Reproduce word for word, from the entries below, the line with "positive clicks: (801, 455)", the line with "196L14 383L7 532L947", and every line between them, and nothing more.

————————

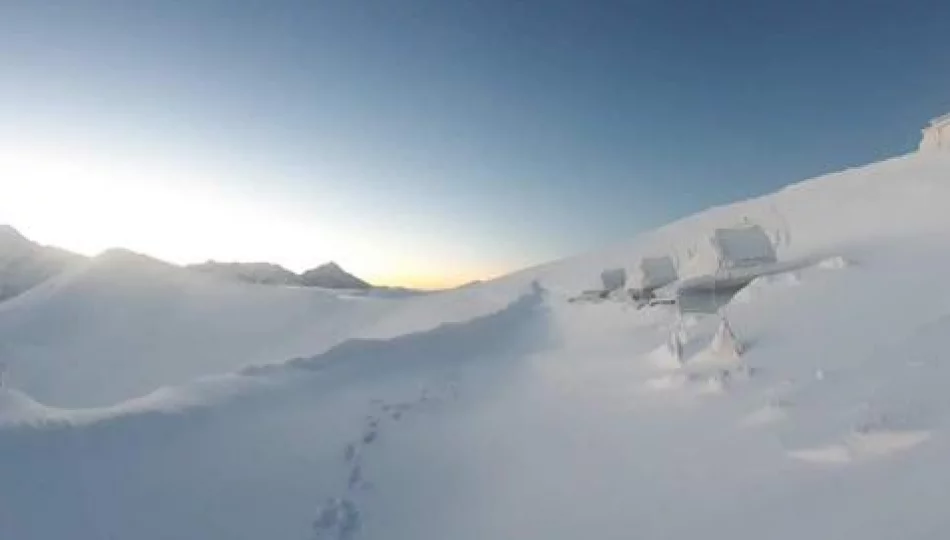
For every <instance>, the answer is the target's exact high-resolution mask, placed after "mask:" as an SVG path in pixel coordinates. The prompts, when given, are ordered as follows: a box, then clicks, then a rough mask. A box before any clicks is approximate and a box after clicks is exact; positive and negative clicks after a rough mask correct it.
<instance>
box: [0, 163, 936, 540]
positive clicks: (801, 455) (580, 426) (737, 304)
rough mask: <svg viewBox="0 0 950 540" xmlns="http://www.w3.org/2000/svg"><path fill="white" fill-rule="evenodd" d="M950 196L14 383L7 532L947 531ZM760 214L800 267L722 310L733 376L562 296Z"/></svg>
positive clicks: (9, 415) (836, 202)
mask: <svg viewBox="0 0 950 540" xmlns="http://www.w3.org/2000/svg"><path fill="white" fill-rule="evenodd" d="M948 178H950V156H916V155H912V156H905V157H902V158H897V159H894V160H889V161H887V162H883V163H879V164H874V165H871V166H868V167H864V168H860V169H855V170H851V171H846V172H844V173H839V174H835V175H830V176H826V177H822V178H818V179H814V180H810V181H807V182H804V183H802V184H799V185H796V186H792V187H790V188H788V189H785V190H783V191H781V192H779V193H776V194H774V195H771V196H768V197H763V198H760V199H757V200H752V201H746V202H742V203H738V204H735V205H730V206H727V207H722V208H716V209H712V210H710V211H707V212H704V213H702V214H698V215H696V216H692V217H689V218H686V219H684V220H681V221H679V222H677V223H674V224H671V225H669V226H667V227H663V228H661V229H659V230H657V231H653V232H650V233H647V234H644V235H641V236H640V237H638V238H636V239H634V240H633V241H632V242H631V243H630V244H629V245H626V246H619V247H617V248H614V249H611V250H608V251H605V252H602V253H594V254H588V255H582V256H578V257H575V258H572V259H568V260H565V261H560V262H555V263H551V264H548V265H544V266H541V267H537V268H533V269H528V270H525V271H523V272H519V273H516V274H513V275H511V276H507V277H505V278H502V279H500V280H496V281H492V282H487V283H481V284H477V285H474V286H471V287H466V288H464V289H460V290H458V291H453V292H447V293H443V294H438V295H432V296H427V297H419V298H412V299H404V300H400V301H398V302H396V303H394V304H393V306H395V308H394V309H393V310H392V311H389V312H386V313H384V314H381V315H380V316H379V317H378V318H376V319H374V320H373V321H372V322H369V323H367V324H365V325H362V326H361V327H360V328H361V329H360V331H359V332H357V333H356V335H361V336H363V339H349V340H346V341H343V342H342V343H339V344H338V345H336V346H333V347H330V348H328V349H325V350H323V351H322V352H321V351H314V353H316V354H313V355H305V356H302V357H300V358H297V359H293V360H290V361H287V362H281V360H282V359H281V358H277V357H274V358H272V359H271V363H270V364H269V365H268V366H265V367H257V368H253V369H245V370H242V371H240V372H235V373H232V374H227V375H216V376H211V377H205V378H201V379H198V380H194V381H192V382H189V383H187V384H183V385H178V386H175V387H171V388H166V389H163V390H160V391H158V392H155V393H153V394H150V395H148V396H144V397H141V398H138V399H135V400H130V401H127V402H124V403H118V404H115V405H113V406H110V407H104V408H98V409H65V408H51V407H48V406H47V405H48V404H42V403H41V402H42V401H43V400H42V399H40V400H38V401H39V402H37V400H36V399H35V398H36V396H35V395H33V396H31V395H30V394H31V392H27V393H23V392H20V391H19V390H16V389H7V390H0V478H4V479H5V482H4V483H3V484H2V485H0V537H4V538H6V537H10V538H18V539H26V540H33V539H42V538H59V537H66V536H68V537H70V538H77V539H79V540H92V539H98V538H109V537H115V538H138V539H142V540H152V539H155V540H158V539H160V538H205V539H247V540H251V539H260V538H311V539H336V540H347V539H348V540H355V539H364V540H365V539H383V538H385V539H387V540H393V539H395V540H410V539H411V540H419V539H443V538H452V539H455V540H467V539H472V540H476V539H485V538H548V539H562V538H563V539H574V538H596V539H598V540H602V539H611V540H612V539H617V540H620V539H628V538H631V537H637V538H674V539H690V540H692V539H695V538H710V539H730V540H735V539H759V538H770V539H788V540H797V539H800V538H861V539H863V540H866V539H892V538H908V539H925V538H940V537H943V536H946V535H947V534H950V518H948V516H947V515H946V512H945V508H944V506H945V505H944V504H943V501H944V500H945V499H946V497H947V496H950V488H948V486H950V466H948V463H947V458H946V456H947V455H948V453H950V437H948V435H950V397H948V395H950V394H947V392H946V391H945V388H946V385H947V384H948V382H950V372H948V365H947V362H946V361H945V358H946V354H947V350H948V338H947V336H948V335H950V334H948V332H950V287H947V286H946V283H945V279H946V278H945V276H947V275H950V255H948V253H950V249H948V248H950V215H947V214H946V213H945V212H944V210H943V208H942V206H943V204H944V202H945V201H947V200H950V182H948V181H947V179H948ZM745 218H749V219H751V220H754V221H757V222H759V223H761V224H763V226H765V227H766V228H767V229H768V230H769V231H770V232H772V233H773V234H774V235H777V236H778V237H779V240H780V241H779V243H780V244H781V250H780V255H781V257H782V258H783V259H784V260H786V261H797V262H799V263H800V264H799V265H798V266H797V269H796V270H794V271H790V272H787V273H784V274H779V275H776V276H772V277H768V278H760V279H758V280H756V281H755V282H753V283H752V284H751V285H750V286H749V287H747V288H746V289H744V290H743V291H741V292H740V293H739V294H738V295H737V296H736V297H734V298H733V299H732V300H731V301H730V302H729V304H728V305H727V306H726V307H725V312H726V313H727V314H728V317H729V320H730V322H731V324H732V328H733V329H734V331H735V333H736V335H737V336H738V339H739V340H740V342H741V343H742V344H743V345H744V347H745V352H744V354H742V355H741V356H739V357H736V356H734V355H731V354H728V351H724V350H722V349H717V348H716V347H715V344H716V342H717V340H716V339H715V335H716V333H717V326H718V320H717V318H716V317H715V316H693V315H691V316H687V317H684V318H680V317H679V316H678V315H677V314H676V312H675V311H674V310H673V309H671V308H670V307H669V306H661V307H656V308H653V309H643V310H636V309H634V308H633V307H632V306H631V305H628V304H625V303H623V302H609V301H608V302H602V303H588V304H585V303H570V302H568V298H569V297H571V296H573V295H575V294H576V293H577V292H578V291H579V290H581V289H582V288H584V287H587V286H589V285H590V284H593V283H594V282H596V280H597V279H598V277H599V274H600V271H601V270H602V269H604V268H611V267H617V266H627V265H632V264H635V262H636V260H637V258H638V257H640V256H645V255H654V254H660V253H675V254H678V255H679V256H680V257H681V258H682V257H685V256H686V254H687V252H688V251H689V250H690V249H691V246H693V245H695V242H697V241H698V239H699V238H701V237H702V236H703V235H704V234H705V233H708V231H709V230H711V229H712V228H714V227H716V226H722V225H730V224H735V223H738V222H741V221H743V220H744V219H745ZM30 294H31V295H32V294H35V293H30ZM27 296H30V295H27ZM23 298H26V296H24V297H23ZM446 321H450V322H449V323H448V324H441V325H440V324H439V323H440V322H446ZM674 330H678V332H677V333H678V334H679V335H680V337H681V339H682V343H683V354H682V362H678V361H676V360H675V359H674V358H673V357H672V356H671V355H670V353H669V352H668V348H667V346H666V344H667V342H668V340H669V336H670V334H671V331H674ZM367 338H372V339H367ZM4 408H5V409H6V413H4V410H3V409H4ZM77 500H78V501H82V504H77V503H76V501H77ZM50 516H55V519H50Z"/></svg>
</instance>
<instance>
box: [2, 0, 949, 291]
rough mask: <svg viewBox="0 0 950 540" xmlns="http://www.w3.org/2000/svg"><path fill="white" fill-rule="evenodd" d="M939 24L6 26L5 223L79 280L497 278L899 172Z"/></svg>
mask: <svg viewBox="0 0 950 540" xmlns="http://www.w3.org/2000/svg"><path fill="white" fill-rule="evenodd" d="M948 20H950V3H947V2H938V1H931V0H914V1H911V2H905V1H898V0H891V1H884V0H861V1H858V0H838V1H834V2H830V1H815V0H797V1H791V0H789V1H782V2H780V1H769V0H731V1H726V0H724V1H721V2H711V1H705V0H693V1H686V0H644V1H634V0H631V1H626V2H624V1H621V0H615V1H606V0H605V1H580V0H578V1H574V2H566V1H560V0H544V1H540V0H539V1H535V2H532V1H514V0H510V1H507V2H501V1H493V0H479V1H472V0H464V1H463V0H458V1H446V0H400V1H398V2H393V1H391V0H379V1H370V0H366V1H359V0H312V1H301V2H283V1H276V0H275V1H239V0H229V1H205V0H195V1H193V2H189V1H176V0H162V1H160V0H154V1H146V0H143V1H139V2H121V1H109V2H105V1H103V2H92V1H88V2H87V1H80V0H72V1H61V2H53V1H50V2H25V1H20V2H8V1H7V2H5V1H2V0H0V51H2V57H0V58H2V60H0V62H2V67H3V69H2V70H0V143H2V146H0V148H2V149H4V150H0V152H5V154H6V164H7V165H6V169H5V171H0V172H4V175H3V176H2V179H0V183H2V184H0V187H2V188H3V190H4V192H5V193H6V195H5V196H4V197H3V201H5V203H4V202H0V221H3V220H6V221H10V222H11V224H13V225H14V226H18V227H19V228H21V229H22V230H23V231H24V232H25V233H27V234H31V233H32V235H33V236H35V237H37V238H38V239H40V240H42V241H46V242H49V243H57V244H61V245H64V246H65V247H68V248H72V249H77V250H80V251H86V252H94V251H96V250H98V249H102V248H104V247H108V246H111V245H117V244H121V245H124V246H125V247H129V248H131V249H138V250H141V251H145V252H146V253H150V254H153V255H155V256H159V257H163V258H168V259H171V260H174V261H177V262H190V261H194V260H201V259H203V258H216V259H224V260H264V259H267V260H273V261H275V262H279V263H282V264H285V265H288V266H290V267H293V268H296V269H302V268H305V267H307V266H310V265H315V264H318V263H320V262H323V261H325V260H328V259H334V260H337V261H339V262H340V263H341V264H343V265H344V266H345V267H348V268H351V269H352V270H353V271H354V272H355V273H358V274H362V275H364V276H365V277H367V278H368V279H370V280H375V281H378V282H384V283H406V284H413V285H430V286H439V285H446V284H453V283H459V282H463V281H467V280H469V279H474V278H479V277H488V276H492V275H497V274H499V273H503V272H506V271H510V270H514V269H517V268H519V267H523V266H526V265H530V264H534V263H539V262H543V261H545V260H548V259H552V258H557V257H559V256H565V255H570V254H572V253H574V252H578V251H586V250H589V249H593V248H596V247H599V246H602V245H607V244H610V243H612V242H616V241H621V240H623V239H625V238H629V237H631V236H633V235H635V234H636V233H637V232H639V231H642V230H644V229H647V228H650V227H653V226H656V225H659V224H662V223H664V222H667V221H670V220H672V219H675V218H677V217H680V216H683V215H685V214H688V213H691V212H693V211H696V210H700V209H702V208H705V207H708V206H710V205H715V204H721V203H724V202H729V201H732V200H735V199H737V198H745V197H749V196H753V195H758V194H762V193H766V192H769V191H771V190H774V189H775V188H778V187H780V186H782V185H785V184H788V183H790V182H794V181H797V180H801V179H804V178H807V177H810V176H814V175H817V174H820V173H823V172H830V171H833V170H837V169H840V168H843V167H846V166H853V165H859V164H863V163H867V162H870V161H874V160H877V159H880V158H884V157H888V156H892V155H896V154H899V153H903V152H906V151H909V150H911V149H912V148H913V147H914V146H915V145H916V143H917V140H918V137H919V129H920V128H921V127H922V126H923V124H924V123H925V122H926V120H927V119H929V118H930V117H933V116H936V115H938V114H942V113H944V112H948V111H950V70H948V69H946V68H947V46H948V45H950V43H948V42H947V39H946V30H945V23H946V22H947V21H948ZM0 157H3V155H2V154H0ZM0 163H2V160H0ZM25 179H28V180H25ZM57 194H59V196H57ZM64 194H65V195H64Z"/></svg>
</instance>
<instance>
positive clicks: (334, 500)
mask: <svg viewBox="0 0 950 540" xmlns="http://www.w3.org/2000/svg"><path fill="white" fill-rule="evenodd" d="M457 398H458V385H457V384H456V383H455V382H454V381H450V382H448V383H445V384H443V385H441V386H440V388H439V392H435V393H434V392H432V391H430V390H429V388H428V387H423V388H422V390H421V391H420V392H419V395H418V396H417V397H415V398H413V399H410V400H408V401H397V402H387V401H385V400H382V399H373V400H372V401H371V402H370V409H371V412H370V414H368V415H367V416H366V418H365V419H364V420H363V429H362V432H361V434H360V436H359V437H358V438H357V439H355V440H353V441H351V442H349V443H347V444H346V446H345V447H344V448H343V462H344V463H345V470H346V489H345V493H344V494H343V495H341V496H339V497H330V498H328V499H327V500H326V501H324V503H323V504H322V505H321V506H320V507H319V508H318V509H317V518H316V519H315V520H314V522H313V532H314V536H313V537H312V538H313V539H314V540H352V539H355V538H357V536H358V534H359V532H360V529H361V527H362V523H363V515H362V513H361V511H360V505H359V504H358V499H359V497H360V494H361V493H362V492H364V491H366V490H369V489H372V487H373V484H372V483H371V482H370V481H369V480H368V479H367V478H366V477H365V475H364V470H365V467H364V463H365V461H366V458H367V453H368V451H369V450H370V449H371V448H372V447H373V446H374V444H375V443H376V442H377V441H378V440H379V439H380V437H381V435H382V434H383V433H384V432H386V431H389V430H391V429H392V426H395V425H396V424H397V423H398V422H399V421H400V420H403V419H404V418H405V417H406V415H408V414H411V413H413V412H422V411H423V410H424V409H425V408H426V407H430V406H434V405H440V404H442V403H445V402H447V401H452V400H455V399H457Z"/></svg>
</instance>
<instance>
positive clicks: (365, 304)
mask: <svg viewBox="0 0 950 540" xmlns="http://www.w3.org/2000/svg"><path fill="white" fill-rule="evenodd" d="M391 305H392V302H391V301H388V300H387V299H385V298H364V299H352V298H346V297H341V296H338V295H336V294H333V293H331V292H327V291H323V290H318V289H305V288H283V287H269V286H263V285H251V284H245V283H237V282H230V281H220V280H216V279H213V278H211V277H210V276H204V275H201V274H199V273H195V272H191V271H188V270H185V269H183V268H180V267H176V266H173V265H169V264H166V263H163V262H161V261H158V260H155V259H150V258H148V257H145V256H143V255H138V254H135V253H132V252H128V251H123V250H112V251H109V252H106V253H104V254H103V255H101V256H99V257H96V258H94V259H92V260H91V261H89V262H88V263H87V264H85V265H83V266H81V267H79V268H76V269H74V270H73V271H71V272H68V273H66V274H63V275H60V276H59V277H57V278H54V279H52V280H50V281H47V282H46V283H44V284H42V285H40V286H39V287H36V288H34V289H32V290H30V291H29V292H27V293H25V294H23V295H20V296H18V297H17V298H13V299H11V300H9V301H7V302H4V303H2V304H0V343H2V344H3V345H2V355H3V357H4V361H5V362H6V363H7V364H8V365H9V371H10V375H11V377H12V378H14V379H15V380H16V381H17V384H18V385H19V386H20V387H21V388H23V389H25V390H27V391H28V392H29V393H30V394H31V395H33V396H34V397H35V398H37V399H39V400H41V401H44V402H47V403H50V404H54V405H60V406H89V405H108V404H112V403H114V402H117V401H121V400H123V399H129V398H132V397H135V396H138V395H141V394H143V393H146V392H149V391H151V390H154V389H155V388H156V387H158V386H160V385H163V384H178V383H183V382H186V381H187V380H189V379H190V378H192V377H196V376H200V375H205V374H209V373H224V372H228V371H231V370H234V369H238V368H240V367H242V366H245V365H248V364H253V363H261V362H272V361H274V360H275V359H282V358H288V357H291V356H297V355H302V354H313V353H314V352H319V351H322V350H324V349H326V348H327V347H329V346H331V345H333V344H335V343H337V342H339V341H341V340H343V339H346V338H348V337H350V336H351V335H352V333H353V332H354V329H355V328H357V327H359V324H360V323H361V322H362V321H366V322H367V323H368V322H372V321H375V320H376V319H377V318H379V317H381V316H382V315H384V314H385V313H386V312H387V311H388V310H389V309H391Z"/></svg>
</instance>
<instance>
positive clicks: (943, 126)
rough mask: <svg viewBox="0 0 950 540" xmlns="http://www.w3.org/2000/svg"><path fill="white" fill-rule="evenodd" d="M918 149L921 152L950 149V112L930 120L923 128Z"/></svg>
mask: <svg viewBox="0 0 950 540" xmlns="http://www.w3.org/2000/svg"><path fill="white" fill-rule="evenodd" d="M918 149H919V150H920V151H921V152H932V151H935V150H942V151H944V152H947V151H950V113H948V114H945V115H943V116H938V117H937V118H934V119H933V120H931V121H930V125H928V126H927V127H925V128H924V129H923V134H922V136H921V138H920V146H919V147H918Z"/></svg>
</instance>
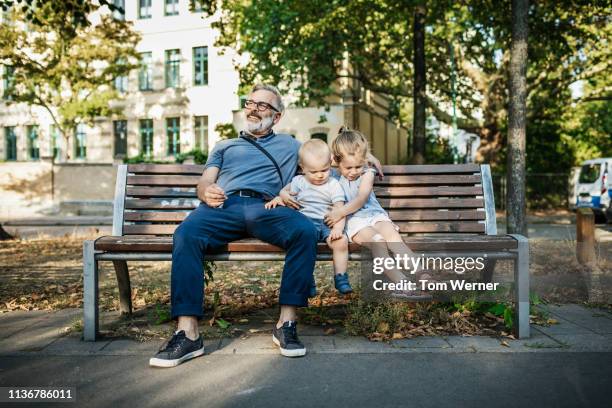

————————

**Answer**.
positive clicks: (801, 455) (580, 426) (737, 304)
rough mask: <svg viewBox="0 0 950 540" xmlns="http://www.w3.org/2000/svg"><path fill="white" fill-rule="evenodd" d="M950 196L14 383L7 532L947 531ZM760 214L800 267L722 310L733 376L562 296Z"/></svg>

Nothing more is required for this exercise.